PROBLEM STATEMENT.
Answer these from the pension discussion below.
(a) About what share of a 401k's value does the text say could be lost if the market events of 2008 happened again?
(b) How many legs does the writer's recommended retirement stool have?
(c) According to the text, why does one group of legacy airline employees still have a non-frozen pension?

New book about AA’s trip through BK out soon.

Without a doubt new employees prefer the portability of a 401K, but I don't think you'll find too many employees who had their DB plan frozen who'd say no to negotiating away something else to see it restored. There's at least one group of legacy airline employees who still have a non-frozen pension today, and it's largely because they worked to save it during a restructuring outside of bankruptcy.

Nobody's forcing you to buy the book or read it. Those willing to consider other opinions than their own or question what they've been led to believe by the union or even by the company might want to do so.

For newer employee with many years of a working life ahead, the 401k will most likely be very substantial come retirement time. But for the older employees who were counting on the DB as they near retirement might not recoup the difference in the frozen DB from the 401k. There may not have been enough time to do so. But consider this.....Suppose the market events of 2008 occurred again where a DB did not exist. You were getting ready to retire and thought your 401k, your only retirement plan, was enough to live on......BAM! You just lost around 40% of its value.....
All of a sudden things change.....Do you retire anyway? Do you work a few more years to recover? Do you put your life on hold?
Having a DB also might have made up for some of the losses.
 
That's correct MM. Never put all your eggs in one basket. That's why I have and highly recommend the 5 legged stool instead of the 3 or 4 even. And my 5 legs do not include SS. 401K, Profit Sharing (both fully controlled and invested by ME) 2 separate individual IRA's (me and wifey) and a 5th of real estate portfolio, although mine is still very small as the focus on this one will multiply after I hit 55-65. Throw in there the SS and retirement looks very comfy and doable for many many years that hopefully my children will get some after my wife and I are past, not saving for that, but hopeful we can pass some along.

PROVIDED MATERIAL.
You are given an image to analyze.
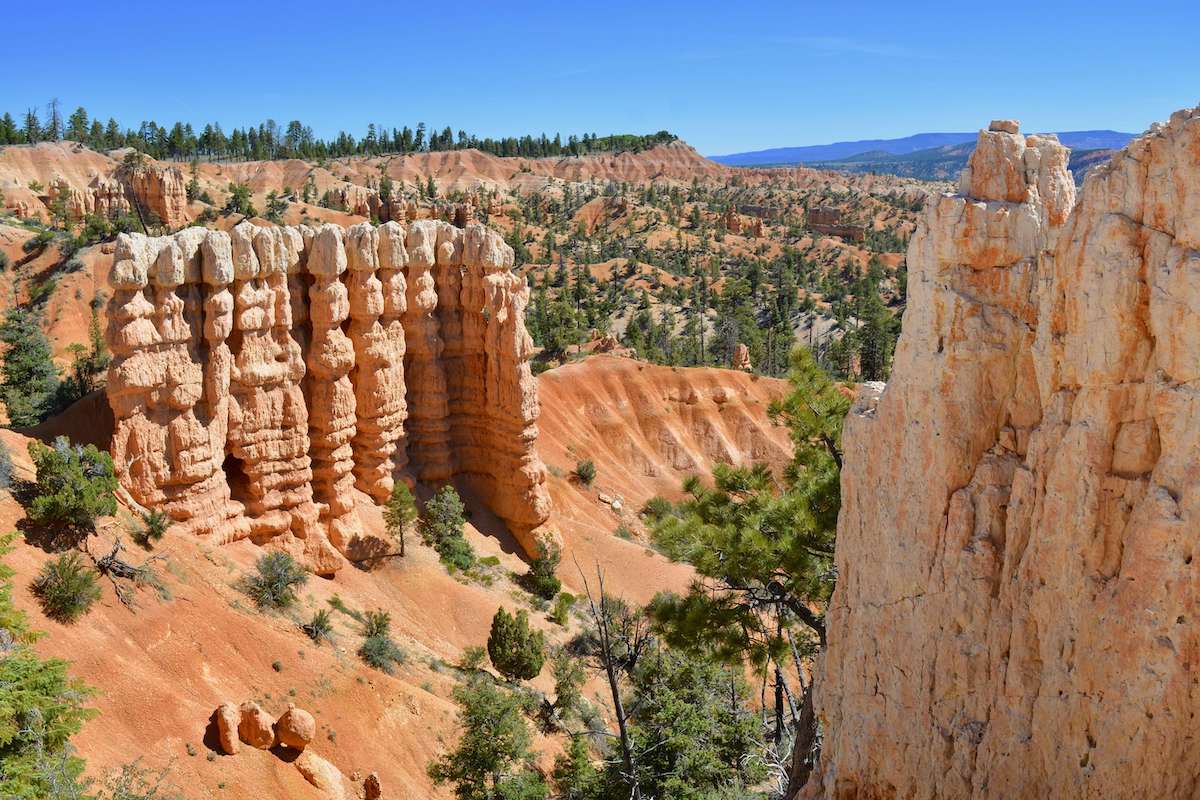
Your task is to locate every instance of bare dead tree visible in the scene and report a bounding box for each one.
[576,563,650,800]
---
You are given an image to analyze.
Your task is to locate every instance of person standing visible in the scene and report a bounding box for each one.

SOLVED PROBLEM.
(a) Around 40%.
(b) Five.
(c) They worked to save it during a restructuring outside of bankruptcy.